Begin SOURCE EXTRACT

I fed it full throttle, sawed the steering wheel like a lunatic and put the car straight into the grass. “Sorry, chief. Thought I heard somebody say dooooriftoooo!”

Thankfully, it was fine. The good news was that this car isn’t about driving like an idiot. In fact, driving it is quite an education.

(Full disclosure: McLaren flew me from Los Angeles to Rome, put me up in a hotel that looked like an art museum and cut me loose with the 720S on the road and on a race track for a day so I could tell you about it.)

McLaren is a small, independent automaker out of England carrying the name of legendary Formula 1 racer, engineer and all-around OG Bruce McLaren. That little swoosh logo is actually an artfully rendered kiwi bird from his home country of New Zealand. (At least that’s what the company reps say. Apparently, it’s also a derivative of the Marlboro logo.)

Mr. McLaren himself oversaw the conception and production of the first McLaren race cars, which were grinding it out with the likes of Ferrari and Porsche as early as the 1960s. He died young, and legend has it he’d always dreamed of a road car, but the company didn’t get much further than a drivable prototype in his day.

End SOURCE EXTRACT

**TASK A:**
Answer these questions from the McLaren 720S excerpt:
(i) From which city to which city did McLaren fly the writer?
(ii) What does the swoosh logo depict, according to company reps?
(iii) Which automakers were the first McLaren race cars competing with in the 1960s?
**TASK B:**
Write the next few paragraphs of the McLaren 720S excerpt, continuing from its last sentence.

Begin DATASET EXTRACT

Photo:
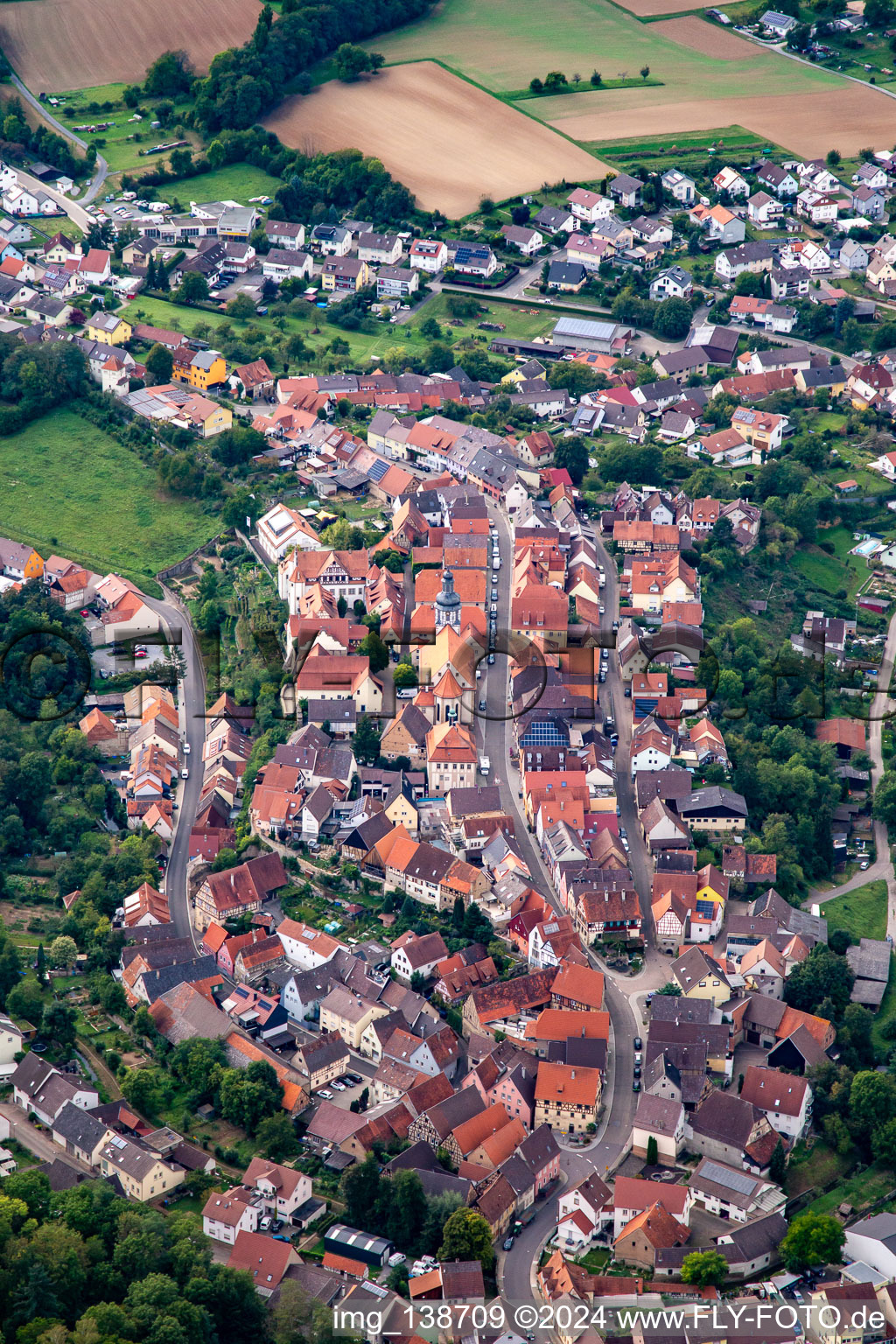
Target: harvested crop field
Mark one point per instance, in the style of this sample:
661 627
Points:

End DATASET EXTRACT

**EXERCISE OUTPUT A:**
(i) From Los Angeles to Rome.
(ii) A kiwi bird from New Zealand, Bruce McLaren's home country.
(iii) Ferrari and Porsche.

**EXERCISE OUTPUT B:**
It wasn’t until the 1990s that McLaren took another crack at making a street-legal machine, but its patience paid off as the three-seated “F1” is still revered as one of the greatest things to wear license plates ever — a quarter-century after it was introduced.

But McLaren still isn’t a household name to most people, not the way Ferrari or Lamborghini are. It wasn’t a bona fide series-production automaker until just a few years ago when it introduced the 12C and later, a convertible variant. Today, McLaren has three distinct model lines, which it refers to as the “Sport Series,” “Super Series” and “Ultimate Series,” basically in order of hardcore hotness.

Don’t worry, just because McLaren’s gone a little “mainstream” than the bonkers F1 doesn’t mean its vehicles have lost their wild performance... or distinctive charms. I went to Europe to test the 720S, successor to the superb 650S, and the latest entry in its Super Series.

Spoiler alert: it was good.

What Is It? 

The McLaren 720S is a carbon fiber monocage structure build around a new 4.0-liter twin turbo V8 with a staggering 710 horsepower (or 720 metric horsepower, hence the name) and 568 lb-ft of torque. Power goes to the rear wheels through a super quick seven-speed dual clutch transmission.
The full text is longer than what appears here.